* [Objective 1]: Name every visualization that the Seattle library installation text lists.
* [Objective 2]: Write what comes next in the text about the Seattle library installation, picking up after its final sentence.

* [Text shown]:
────────────────────────────────────────

Making Visible the Invisible

Posted by george legrady | Sat Nov 19th 2005 11:32 p.m.

Making Visible the Invisible

Visualizing the Collective Data Space: The Library As Data Exchange Center,
a public arts commission  for  the Seattle Central Library

also featured in November at the Whitney Artport: http://artport.whitney.org

“Making Visible the Invisible” is a commission for the Rem Koolhaas designed Seattle Public Library featuring the visualization of the circulation of books by the hour for the next ten years. The installation consists of 6 large LCD panels located on a glass wall horizontally behind the librarians’ main information desk in the Mixing Chamber, a large open 19,500 sq ft space dedicated to information retrieval and public accessible computer research. 

The visualizations consist of real-time animations generated by custom designed software using processed data based on the circulation of books and media being checked out of the library. The 4 visualizations include “Vital Statistics” which provides circulation statistical data, “Floating Titles” condenses the hourly checked-out items into a linear stream of titles floating by, “Dewey Dot Matrix Rain” separates Dewey coded items from others into falling or flashing actions, and “Keyword Map Attack” consisting of extruded keywords associated with the checked-out items. These are sequentially animated to be positioned at precise locations based on their associations to the library’s classification categories.

────────────────────────────────────────

* [Dataset entries]:
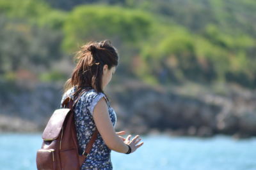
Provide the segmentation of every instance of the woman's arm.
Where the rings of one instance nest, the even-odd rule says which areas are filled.
[[[107,103],[104,97],[101,98],[94,107],[93,117],[99,132],[109,149],[120,153],[126,153],[129,150],[128,146],[125,145],[127,143],[131,146],[133,152],[143,145],[141,143],[136,146],[141,140],[141,139],[137,140],[139,138],[138,135],[129,141],[130,135],[124,142],[116,134],[110,120]]]

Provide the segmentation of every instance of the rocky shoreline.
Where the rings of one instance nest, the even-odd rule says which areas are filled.
[[[256,136],[256,95],[252,92],[191,97],[135,80],[122,85],[106,91],[117,114],[116,131],[200,137]],[[38,84],[1,95],[0,132],[42,132],[60,107],[61,85]]]

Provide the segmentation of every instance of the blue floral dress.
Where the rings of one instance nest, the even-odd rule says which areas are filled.
[[[76,90],[76,87],[67,90],[62,97],[61,103],[68,96],[74,99],[73,93]],[[96,126],[92,116],[93,111],[96,104],[102,97],[105,97],[106,99],[106,97],[103,93],[97,93],[95,89],[89,89],[89,90],[82,95],[74,108],[75,125],[81,154],[84,150],[86,144],[89,142],[95,130]],[[107,103],[109,117],[115,127],[116,122],[116,115],[110,106],[109,102],[108,101]],[[111,151],[99,133],[92,150],[83,164],[81,170],[113,169],[110,157]]]

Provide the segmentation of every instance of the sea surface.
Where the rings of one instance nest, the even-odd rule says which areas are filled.
[[[144,145],[129,155],[112,151],[113,169],[256,170],[256,138],[235,139],[141,136]],[[0,170],[35,170],[40,134],[0,134]]]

────────────────────────────────────────

* [Task answer 1]: Vital Statistics, Floating Titles, Dewey Dot Matrix Rain, Keyword Map Attack

* [Task answer 2]:
Artist Biography
George Legrady has been creating interactive digital media installations and projects since the early 1990’s. He is best known for his projects focuses on the classification and visualization of data as in  “Pockets Full of Memories” (2001) commissioned by the Centre Pompidou, Paris; “Slippery Traces” (1996) published by the ZKM Center for Media & Technology Museum in Karlsruhe, Germany, and the award winning “Anecdoted Archive from the Cold War (1993). George Legrady is Professor of Digital Media in the Media Arts & Technology (MAT) Graduate program at the University of California, in Santa Barbara. (http://www.georgelegrady.com). Technical design and production was realized with Rama Hoetzlein (http://www.rchoetzlein.com/)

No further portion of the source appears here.